Énoncé de la tâche: Prolongez le texte sur les fans et les rencontres avec les artistes en partant de sa dernière phrase.

Le bon ouvrier a de bons outils
Remarquez, j’en distribue aussi pas mal, des vents. Pas toujours exprès. Mais parfois si. Parce que je peux être très sympa, mais j’ai horreur qu’on me prenne pour une gourde. Et je ne sais pas pourquoi, j’ai souvent l’impression qu’en tant que fans, on nous prend collectivement et individuellement pour des gourdes (surtout les fans du sexe féminin, cf les anecdotes précédentes).
Je n’ai plus la patience, plus l’envie. Quitte à vivre un grand moment de solitude, je préfère celui qui suit un concert quand la musique s’est tue et qu’on rentre chez soi, à celui d’avoir un « échange » inconfortable avec Artiste devant 15 à 50 fans. Il y a moins de témoins, ça coûte moins cher, et au moins chez moi, je peux prolonger le concert en visionnant mes photos et vidéos. Notez que le souvenir de mes ratages conversationnels avec certains artistes me hante aussi, même sans vidéo, mais bon…
Je ne dirais pas que je laisse la place par pure bonté d’âme à celles qui en rêvent maintenant, mais si je ne dois rien en tirer ou presque, j’ai mieux à faire de mon temps et de mon énergie que me battre contre la cohorte de volontaires. Surtout si ça coûte un bras, avec lequel je peux me payer un ou deux concerts de plus, déplacement et hôtel compris, choses que je préfère à tout prendre (ou un soundcheck. C’est cool, les soundcheck). Je préfère payer pour gagner du temps, à choisir (dans la file d’attente par exemple).
(on est bien d’accord que je ne parle là QUE des meets&greet et autres photos, autographes etc. La première qui essaie de me passer devant ou de me boucher la vue à un concert, je la mawashi-gerite, je m’essuie les pieds sur sa gueule et ensuite je balance sa dépouille dans la Deûle. Avec une grosse pierre pour lester).

Extrait des données:

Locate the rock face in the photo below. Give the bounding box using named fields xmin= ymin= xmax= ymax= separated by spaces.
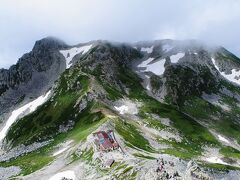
xmin=0 ymin=37 xmax=67 ymax=115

Réponse attendue:
C’est pas mal, notez, hein. En fait, j’y prends goût. Ca fait gagner du temps avant et après les concerts, on ne poireaute pas à attendre à la sortie des artistes, on ne s’assied pas sur son amour-propre pour quémander une miette d’intérêt intéressé (« soyons sympas avec les fans, ils achètent nos disques. Enfin j’espère qu’ils les achètent et qu’ils ne les piratent pas »). D’autant que je risque d’avoir le vertige si je m’assois sur mon amour-propre, car comme j’en ai beaucoup, il me fait un tabouret de bar très haut (et légèrement bancal, comme ceux du Chacha-club).
5) Conclusion
Donc voilà, ma fan-attitude suit une courbe de Gauss :
j’ai commencé fan distante à n’aimer que les disques, sans souhaiter rencontrer les artistes ni même les voir sur scène.
J’ai fait ma groupie tardivement en allant jusqu’à payer ou plantonner devant des hôtels pour des autographes.
Maintenant j’ai toujours le goût de la scène et des voyages pour aller voir des concerts, mais j’ai perdu celui de vouloir interagir avec les artistes hors de la scène.
Et vue la galère pour avoir des places correctes aux concerts, et comment je supporte mal les guéguerres de fans et les « inconvénients du direct » des artistes irréguliers, je commence même à me demander si je ne vais pas en revenir à écouter des lives depuis chez moi…
P.S. : si je m’en tiens à mes expériences fanesques passées et à mon esprit de contradiction (meine beste Sünde), d’ici 6 mois j’aurai vendu un rein pour aller boire un verre backstage avec Bill Kaulitz et ses potes, ou mon nouveau fandom du moment.
Si c’est le cas, c’est juste que je croyais que c’était une courbe de Gauss, alors que c’était en fait un drolumadaire à deux bosses. Mais d’ici, au bas de la courbe, ce n’est pas flagrant.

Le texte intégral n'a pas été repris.